## SET TASK 1
Write out the page verbatim, starting at "With this experience" and ending at "the French forces.".
## SET TASK 2
Pick out each line of the listing that contains the string "bird".

Country dance: triple minor longways.*
|A1||1-8||1st couple cast off down the outside and back.|
|A2||1-4||1st couple lead down below 3rd couple (2nd couple moving up), cast up to 2nd place.|
|5-8||1st couple lead up and cast into 2nd place, to face first corners.|
|B1||1-4||Frolick (set or foot) to 1st corners.|
|B1||5-8||Frolick (set or foot) to 2nd corners.|
|B2||1-8||Lead out men’s side, cast back into centre. Lead out ladies’ side, cast back into centre, turn two hands.|
James Cook was born on 27 October 1728 at Marton-in-Cleveland, Yorkshire, the son of a Scottish farm labourer.
After learning to read at the village school, James’ education continued at the day-school in Ayton, where the Lord of the Manor, Mr. Skottow, recognised his ability and paid for him to be instructed in writing and basic arithmetic. He then assisted James in obtaining employment with a grocer in the fishing village of Staithes. This employment, however, was very unsuitable to young Cook’s disposition.2 The lure of the sea attracted him and after only eight months he moved to nearby Whitby to work on colliers plying the east coast of England. Later he was employed on larger vessels shipping timber from the Baltic, and troops to Ireland.
With this experience he joined the Royal Navy in June 1755 as an able seaman at the relatively advanced age of twenty-six, being promoted to master’s mate following two years in the Channel service. In 1758 Cook joined Admiral Boscawen’s Fleet as master of the Pembroke3 in the campaign for the conquest of Canada from the French. He was involved in a major assault that captured the Fortress of Louisbourg, in charting the St Lawrence river prior to the siege of Quebec City, and the subsequent Battle of the Plains of Abraham in 1759. Another man who was to become a noted explorer in the Pacific, Louis de Bougainville, was also involved in these encounters, serving with the French forces.

## PROVIDED INFORMATION

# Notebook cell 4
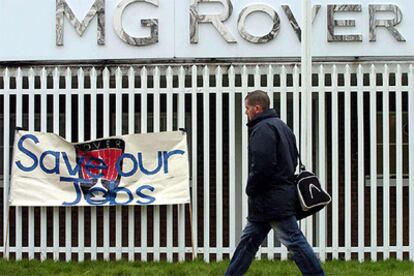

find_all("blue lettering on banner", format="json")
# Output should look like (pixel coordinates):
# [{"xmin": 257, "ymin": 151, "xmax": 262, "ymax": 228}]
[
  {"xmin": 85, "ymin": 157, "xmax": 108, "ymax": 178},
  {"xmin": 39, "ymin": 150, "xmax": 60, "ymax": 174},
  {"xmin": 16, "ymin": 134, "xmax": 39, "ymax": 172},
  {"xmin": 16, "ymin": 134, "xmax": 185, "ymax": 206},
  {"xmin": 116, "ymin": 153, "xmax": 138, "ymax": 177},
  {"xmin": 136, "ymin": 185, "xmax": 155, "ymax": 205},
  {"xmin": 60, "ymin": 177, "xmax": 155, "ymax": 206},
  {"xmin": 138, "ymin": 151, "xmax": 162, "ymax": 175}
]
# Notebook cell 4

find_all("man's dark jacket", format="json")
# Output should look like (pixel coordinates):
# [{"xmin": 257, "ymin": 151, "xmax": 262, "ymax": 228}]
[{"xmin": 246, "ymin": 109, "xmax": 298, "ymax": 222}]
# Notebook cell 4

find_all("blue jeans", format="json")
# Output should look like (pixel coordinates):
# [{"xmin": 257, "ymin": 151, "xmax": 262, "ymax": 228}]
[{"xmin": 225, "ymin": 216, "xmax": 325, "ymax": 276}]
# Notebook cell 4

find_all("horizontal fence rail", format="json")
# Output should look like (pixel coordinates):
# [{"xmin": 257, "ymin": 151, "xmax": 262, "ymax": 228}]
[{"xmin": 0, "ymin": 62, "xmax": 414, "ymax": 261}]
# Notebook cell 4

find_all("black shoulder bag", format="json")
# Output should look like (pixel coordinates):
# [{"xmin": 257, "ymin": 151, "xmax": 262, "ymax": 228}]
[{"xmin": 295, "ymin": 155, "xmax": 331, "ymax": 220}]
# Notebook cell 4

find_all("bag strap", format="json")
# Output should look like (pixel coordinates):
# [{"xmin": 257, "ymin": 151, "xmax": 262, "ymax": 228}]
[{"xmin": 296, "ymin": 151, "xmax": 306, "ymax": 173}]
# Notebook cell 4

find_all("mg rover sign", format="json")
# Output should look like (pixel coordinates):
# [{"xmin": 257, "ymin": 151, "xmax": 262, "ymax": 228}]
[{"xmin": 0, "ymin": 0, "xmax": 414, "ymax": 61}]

* * *

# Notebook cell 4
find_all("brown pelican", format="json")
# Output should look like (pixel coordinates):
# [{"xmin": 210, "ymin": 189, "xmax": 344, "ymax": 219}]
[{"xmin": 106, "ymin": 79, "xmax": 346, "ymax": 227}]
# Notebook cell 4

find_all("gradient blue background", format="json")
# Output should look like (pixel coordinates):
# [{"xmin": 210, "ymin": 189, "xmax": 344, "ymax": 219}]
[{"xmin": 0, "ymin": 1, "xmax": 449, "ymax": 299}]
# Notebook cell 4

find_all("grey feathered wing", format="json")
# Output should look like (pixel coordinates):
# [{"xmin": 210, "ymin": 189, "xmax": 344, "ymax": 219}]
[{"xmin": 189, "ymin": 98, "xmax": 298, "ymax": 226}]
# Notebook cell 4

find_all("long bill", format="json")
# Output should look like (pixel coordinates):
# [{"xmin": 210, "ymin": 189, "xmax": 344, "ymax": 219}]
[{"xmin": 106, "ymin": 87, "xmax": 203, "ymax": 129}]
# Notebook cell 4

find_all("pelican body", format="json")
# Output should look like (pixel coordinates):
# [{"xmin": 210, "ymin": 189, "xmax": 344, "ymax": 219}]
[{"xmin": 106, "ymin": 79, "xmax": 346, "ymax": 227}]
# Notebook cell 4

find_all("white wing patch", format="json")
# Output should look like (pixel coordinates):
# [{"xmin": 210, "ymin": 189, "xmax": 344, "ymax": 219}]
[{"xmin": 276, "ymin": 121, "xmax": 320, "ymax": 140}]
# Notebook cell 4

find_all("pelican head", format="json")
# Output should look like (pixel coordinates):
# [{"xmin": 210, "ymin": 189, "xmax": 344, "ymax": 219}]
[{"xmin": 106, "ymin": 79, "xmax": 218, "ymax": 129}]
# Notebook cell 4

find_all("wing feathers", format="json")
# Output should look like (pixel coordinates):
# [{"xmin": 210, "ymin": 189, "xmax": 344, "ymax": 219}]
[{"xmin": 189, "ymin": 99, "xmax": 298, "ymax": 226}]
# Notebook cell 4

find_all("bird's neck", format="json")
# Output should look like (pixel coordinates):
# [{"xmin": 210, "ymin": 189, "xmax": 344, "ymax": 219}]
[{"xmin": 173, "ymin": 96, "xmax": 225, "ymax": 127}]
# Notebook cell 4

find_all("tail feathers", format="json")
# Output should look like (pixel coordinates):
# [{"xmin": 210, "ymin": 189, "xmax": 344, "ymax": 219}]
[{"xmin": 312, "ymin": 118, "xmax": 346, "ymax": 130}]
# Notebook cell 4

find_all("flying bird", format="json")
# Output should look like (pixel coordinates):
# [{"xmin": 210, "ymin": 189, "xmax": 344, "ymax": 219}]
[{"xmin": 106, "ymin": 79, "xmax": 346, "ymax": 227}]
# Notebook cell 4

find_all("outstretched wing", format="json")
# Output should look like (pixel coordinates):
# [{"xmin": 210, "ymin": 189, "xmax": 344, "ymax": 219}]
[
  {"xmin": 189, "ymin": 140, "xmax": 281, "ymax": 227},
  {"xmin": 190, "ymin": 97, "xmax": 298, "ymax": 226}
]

## WRITTEN SOLUTION 1
With this experience he joined the Royal Navy in June 1755 as an able seaman at the relatively advanced age of twenty-six, being promoted to master’s mate following two years in the Channel service. In 1758 Cook joined Admiral Boscawen’s Fleet as master of the Pembroke3 in the campaign for the conquest of Canada from the French. He was involved in a major assault that captured the Fortress of Louisbourg, in charting the St Lawrence river prior to the siege of Quebec City, and the subsequent Battle of the Plains of Abraham in 1759. Another man who was to become a noted explorer in the Pacific, Louis de Bougainville, was also involved in these encounters, serving with the French forces.

## WRITTEN SOLUTION 2
find_all("bird's neck", format="json")
find_all("flying bird", format="json")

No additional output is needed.